● Exercise data
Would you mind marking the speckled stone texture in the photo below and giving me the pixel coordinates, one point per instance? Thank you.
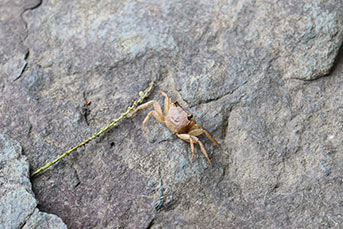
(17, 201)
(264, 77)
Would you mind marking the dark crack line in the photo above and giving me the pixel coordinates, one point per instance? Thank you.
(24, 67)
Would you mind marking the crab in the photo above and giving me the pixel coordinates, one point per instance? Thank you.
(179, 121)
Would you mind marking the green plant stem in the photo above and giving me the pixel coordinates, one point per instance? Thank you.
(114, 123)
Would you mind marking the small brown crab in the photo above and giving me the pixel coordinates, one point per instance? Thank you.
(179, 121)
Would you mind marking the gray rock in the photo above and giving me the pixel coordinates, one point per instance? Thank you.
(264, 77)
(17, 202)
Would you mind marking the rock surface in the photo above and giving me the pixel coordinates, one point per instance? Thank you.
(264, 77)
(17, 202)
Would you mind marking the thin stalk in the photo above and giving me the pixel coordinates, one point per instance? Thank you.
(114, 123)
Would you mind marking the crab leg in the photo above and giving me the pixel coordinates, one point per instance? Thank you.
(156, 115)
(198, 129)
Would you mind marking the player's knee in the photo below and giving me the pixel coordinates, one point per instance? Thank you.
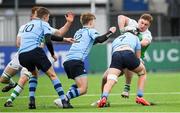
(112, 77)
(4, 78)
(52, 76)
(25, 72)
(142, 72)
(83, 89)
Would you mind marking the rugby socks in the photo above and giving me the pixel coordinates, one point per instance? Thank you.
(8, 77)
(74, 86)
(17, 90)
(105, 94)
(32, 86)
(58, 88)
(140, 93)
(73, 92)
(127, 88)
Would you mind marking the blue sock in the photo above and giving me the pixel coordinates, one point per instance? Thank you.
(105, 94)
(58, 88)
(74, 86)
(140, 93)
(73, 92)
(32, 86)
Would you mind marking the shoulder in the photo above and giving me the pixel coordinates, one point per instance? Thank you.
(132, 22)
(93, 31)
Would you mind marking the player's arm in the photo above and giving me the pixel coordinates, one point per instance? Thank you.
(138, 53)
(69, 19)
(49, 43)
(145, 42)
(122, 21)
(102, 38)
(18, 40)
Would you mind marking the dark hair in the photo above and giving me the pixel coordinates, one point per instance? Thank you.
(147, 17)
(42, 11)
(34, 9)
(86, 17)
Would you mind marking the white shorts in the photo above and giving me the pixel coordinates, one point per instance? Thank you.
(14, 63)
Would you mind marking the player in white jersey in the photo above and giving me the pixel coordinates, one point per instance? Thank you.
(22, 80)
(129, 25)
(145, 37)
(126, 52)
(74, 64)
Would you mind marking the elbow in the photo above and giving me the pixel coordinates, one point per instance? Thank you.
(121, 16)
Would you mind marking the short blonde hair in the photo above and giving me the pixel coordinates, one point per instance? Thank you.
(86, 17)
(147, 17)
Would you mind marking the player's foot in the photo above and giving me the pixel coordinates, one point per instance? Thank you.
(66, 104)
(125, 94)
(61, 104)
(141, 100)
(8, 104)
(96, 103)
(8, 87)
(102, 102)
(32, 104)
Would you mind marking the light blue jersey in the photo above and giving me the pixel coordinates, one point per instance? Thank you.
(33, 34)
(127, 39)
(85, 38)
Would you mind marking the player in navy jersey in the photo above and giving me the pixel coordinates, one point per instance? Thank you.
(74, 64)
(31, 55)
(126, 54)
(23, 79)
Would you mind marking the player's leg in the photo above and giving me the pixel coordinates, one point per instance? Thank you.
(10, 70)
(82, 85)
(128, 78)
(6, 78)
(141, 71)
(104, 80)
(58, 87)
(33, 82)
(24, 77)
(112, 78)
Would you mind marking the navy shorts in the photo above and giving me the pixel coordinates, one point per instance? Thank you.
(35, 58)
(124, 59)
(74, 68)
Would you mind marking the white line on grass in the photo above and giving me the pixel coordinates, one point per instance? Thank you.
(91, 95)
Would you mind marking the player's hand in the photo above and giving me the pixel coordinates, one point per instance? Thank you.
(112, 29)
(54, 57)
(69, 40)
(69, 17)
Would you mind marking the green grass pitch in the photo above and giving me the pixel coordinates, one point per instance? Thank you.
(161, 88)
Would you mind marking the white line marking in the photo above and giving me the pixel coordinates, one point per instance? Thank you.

● The task
Each record above must be returned exactly as written, with its pictures omitted.

● Written response
Would you mind marking the speckled stone texture in the photo below and giving me the pixel coordinates, one point per instance? Thank you.
(17, 201)
(264, 77)
Would you mind marking the dark crack line in the photo above and giving me the pixel coordinates, one point per instance? Thank you.
(24, 67)
Would you mind marking the crab in the photo above and giving me the pixel coordinates, one point per instance? Thank you.
(179, 121)
Would you mind marking the green plant stem in the photo above and giving me the pixel coordinates, one point per instance? Thank you.
(114, 123)
Would you mind marking the small brown crab in the photo above and giving me the pixel coordinates, one point per instance? Thank you.
(179, 121)
Would you mind marking the gray rock in the photo above and giving me the pixel coordinates, one point per instance? Thank you.
(264, 77)
(17, 202)
Would you mind marking the rock surface in the photo above and giving me the pixel coordinates, one point per instance? Thank you.
(264, 77)
(17, 202)
Would you mind marking the thin stalk in the photo above and giving me the pixel coordinates, one point per instance? Thank you.
(114, 123)
Would you mind marking the crab leg in the photo above and giving me the pixel coordinates, one point per instance? Thank you.
(156, 115)
(198, 129)
Would you mind marking the player's knee in the photo below and giving me the pixel coordinates, one point per instance? Thank you.
(112, 77)
(4, 78)
(52, 76)
(25, 72)
(142, 72)
(83, 89)
Would you mind marking the rugby socks in the photo above and giving me the pixel coordinates, one point per instance? Thank you.
(8, 77)
(74, 86)
(17, 90)
(105, 94)
(32, 86)
(58, 88)
(140, 93)
(73, 92)
(127, 88)
Would you mind marking the blue sock in the photo above and giving me the pixel coordinates, one point per instance? Thank you.
(105, 94)
(58, 88)
(74, 86)
(140, 93)
(73, 92)
(32, 86)
Would you mind marking the shoulder in the photo above and giving me the pixel coordinates, one point per instance? Thank you.
(132, 22)
(93, 31)
Would you mind marking the player's arm in the photo above and giving me the pixel coordinates, one point per instance? Thank you.
(138, 53)
(69, 19)
(49, 43)
(145, 42)
(122, 21)
(102, 38)
(18, 40)
Would you mind marking the dark hair in the photo above and giving me the pixel coordinates, one point per instance? Thank you.
(147, 17)
(42, 11)
(34, 9)
(86, 17)
Would you mind marking the white shorts in the photo above and giving me the pixel coordinates, one point per instance? Thank you.
(14, 63)
Would you mind marking the player in white jersey in the photo above and giving me the pixel coordinates, one point per instance? Thank you.
(22, 80)
(129, 25)
(145, 37)
(126, 52)
(74, 64)
Would you mind marking the elbow in the photo above and giving me the pixel coordinates, one point per instance? Thank you.
(121, 16)
Would you mind marking the short blonde hair in the photo above and giving me the pixel coordinates, one point per instance? Thank you.
(86, 17)
(147, 17)
Would you mind marking the player's foot in the photo above and giving me the pixel coordinates, one point per instance? Thank you.
(66, 104)
(125, 94)
(61, 104)
(141, 100)
(8, 104)
(96, 103)
(8, 87)
(102, 102)
(32, 104)
Would you mind marking the light blue jersey in the photo above and giving me the pixel coordinates, one point per instance? Thank you.
(33, 34)
(127, 39)
(85, 38)
Would you mind marking the player in navy jersey in the photo above and giving me the pixel coordinates, one point per instance? Thank you.
(74, 64)
(31, 55)
(126, 54)
(23, 79)
Would you mind marking the player's leg in the photo above and giving me the pixel coordinates, one point per instance? Thank you.
(10, 70)
(82, 85)
(128, 78)
(6, 78)
(141, 71)
(104, 80)
(58, 87)
(33, 82)
(24, 77)
(112, 78)
Would you mind marking the navy shorts in the photo above and giving me the pixel coordinates, one point per instance? Thank you.
(35, 58)
(124, 59)
(74, 68)
Would you mind marking the white line on grass in the photo above and giving me the pixel coordinates, one point per instance? Thank you.
(91, 95)
Would you mind marking the player's hand in the photo above and giving me the pixel coordinates, one point per instance? Thank you.
(112, 29)
(54, 57)
(69, 40)
(69, 17)
Would you mind marking the green grass pitch in the photo above and giving me the pixel coordinates, one point per instance? Thank you.
(161, 88)
Would you mind marking the white line marking in the photo above and giving me the pixel coordinates, one point per instance? Thank you.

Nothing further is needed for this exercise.